Stated task: Return the part of the forum thread about fall protection that starts with "I have Fall" and goes on through "wanted some sleep!", copied word for word.

Passage provided:
========
# Do You Use Fall Protection? - Be Honest!



## daviddeschaine (May 26, 2010)

Do You Use Fall Protection? 

*I drive by and see roofing jobs everyday, and no one is wearing fall protection on the roof.* I watch videos online, and 1 out of 1000 videos show any fall protection.

*I'll never Tell* :thumbup:

Roofers Know What They Are Doing - Fall Protection Is Not Our Favorite Topic! - *But it is Law - Right?*


----------



## kadesmith (Jan 19, 2011)

As a do it yourself home guy, I wish I had fall protection. Nothing like sliding down the roof thinking, "This isn't going to end well." 
Then landing on the concrete driveway only to take off your shoe and find this:


----------



## siddle (Apr 12, 2011)

I have Fall Protection equipments But honestly speaking, I seldom use them.
______________________
Absolute Steel— Steel building and carport kits with nationwide jobsite delivery. Easy DIY—America’s easiest to install building system. Watch the video & see for yourself.


----------



## Veronica (Apr 12, 2011)

I watched some guys roofing in the dark with one guy holding a lamp over the other while he was hammering away. No fall protection equipment or anything. I was so tempted to call the OHSA police but it was 9.30pm on a Saturday night and all I wanted was for them to be done as they'd been working on my neighbors house since 8am in the morning and I wanted some sleep!
========
Material shown:

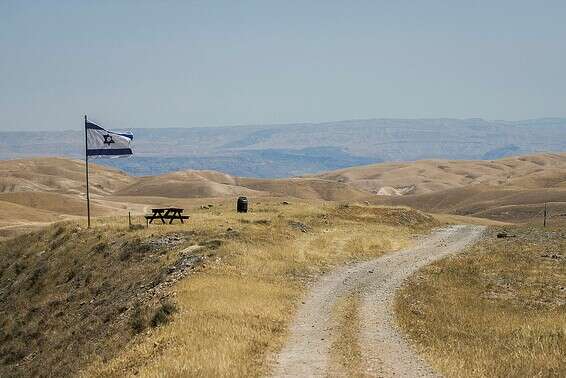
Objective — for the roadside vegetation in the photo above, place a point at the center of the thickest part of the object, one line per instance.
(499, 309)
(232, 314)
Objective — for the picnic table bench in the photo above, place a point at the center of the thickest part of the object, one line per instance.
(170, 213)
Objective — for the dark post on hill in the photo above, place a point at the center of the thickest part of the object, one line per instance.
(86, 168)
(242, 205)
(545, 215)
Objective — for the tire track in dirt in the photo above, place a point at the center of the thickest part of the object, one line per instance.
(385, 352)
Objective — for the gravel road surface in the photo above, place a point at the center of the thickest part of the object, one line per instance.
(385, 351)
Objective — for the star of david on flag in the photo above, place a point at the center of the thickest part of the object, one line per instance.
(101, 142)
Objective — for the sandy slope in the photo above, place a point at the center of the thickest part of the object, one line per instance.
(428, 176)
(385, 352)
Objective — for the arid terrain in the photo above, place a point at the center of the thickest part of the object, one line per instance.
(508, 190)
(231, 294)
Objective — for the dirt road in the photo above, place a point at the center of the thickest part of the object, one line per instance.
(384, 351)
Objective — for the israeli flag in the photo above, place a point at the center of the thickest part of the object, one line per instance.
(101, 142)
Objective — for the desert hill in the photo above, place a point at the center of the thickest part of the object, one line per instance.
(39, 191)
(428, 176)
(511, 189)
(58, 175)
(279, 151)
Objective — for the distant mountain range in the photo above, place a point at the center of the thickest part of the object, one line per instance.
(297, 149)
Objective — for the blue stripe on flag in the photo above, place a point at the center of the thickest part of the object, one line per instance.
(115, 151)
(90, 125)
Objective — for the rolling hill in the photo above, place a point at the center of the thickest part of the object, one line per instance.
(38, 191)
(279, 151)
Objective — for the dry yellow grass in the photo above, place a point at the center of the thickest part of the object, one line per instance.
(234, 313)
(346, 352)
(497, 310)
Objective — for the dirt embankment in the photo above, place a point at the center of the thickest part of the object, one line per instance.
(68, 294)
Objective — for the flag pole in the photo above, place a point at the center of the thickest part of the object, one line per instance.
(86, 167)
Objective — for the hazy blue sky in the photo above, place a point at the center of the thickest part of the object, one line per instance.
(210, 63)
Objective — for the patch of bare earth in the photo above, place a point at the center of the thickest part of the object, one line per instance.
(319, 343)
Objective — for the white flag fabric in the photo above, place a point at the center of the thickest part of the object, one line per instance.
(102, 142)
========
Solution:
I have Fall Protection equipments But honestly speaking, I seldom use them.
______________________
Absolute Steel— Steel building and carport kits with nationwide jobsite delivery. Easy DIY—America’s easiest to install building system. Watch the video & see for yourself.


----------



## Veronica (Apr 12, 2011)

I watched some guys roofing in the dark with one guy holding a lamp over the other while he was hammering away. No fall protection equipment or anything. I was so tempted to call the OHSA police but it was 9.30pm on a Saturday night and all I wanted was for them to be done as they'd been working on my neighbors house since 8am in the morning and I wanted some sleep!